TASK INPUT ->
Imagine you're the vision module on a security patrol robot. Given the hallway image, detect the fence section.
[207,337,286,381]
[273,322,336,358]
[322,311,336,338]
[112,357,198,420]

DESCRIPTION OF THE TASK ->
Copy every row above word for word, in the same order.

CORRECT OUTPUT ->
Imagine you're the vision module on a security patrol robot. Given the hallway image, detect the fence section.
[207,337,286,381]
[273,322,336,358]
[322,311,336,338]
[112,357,198,420]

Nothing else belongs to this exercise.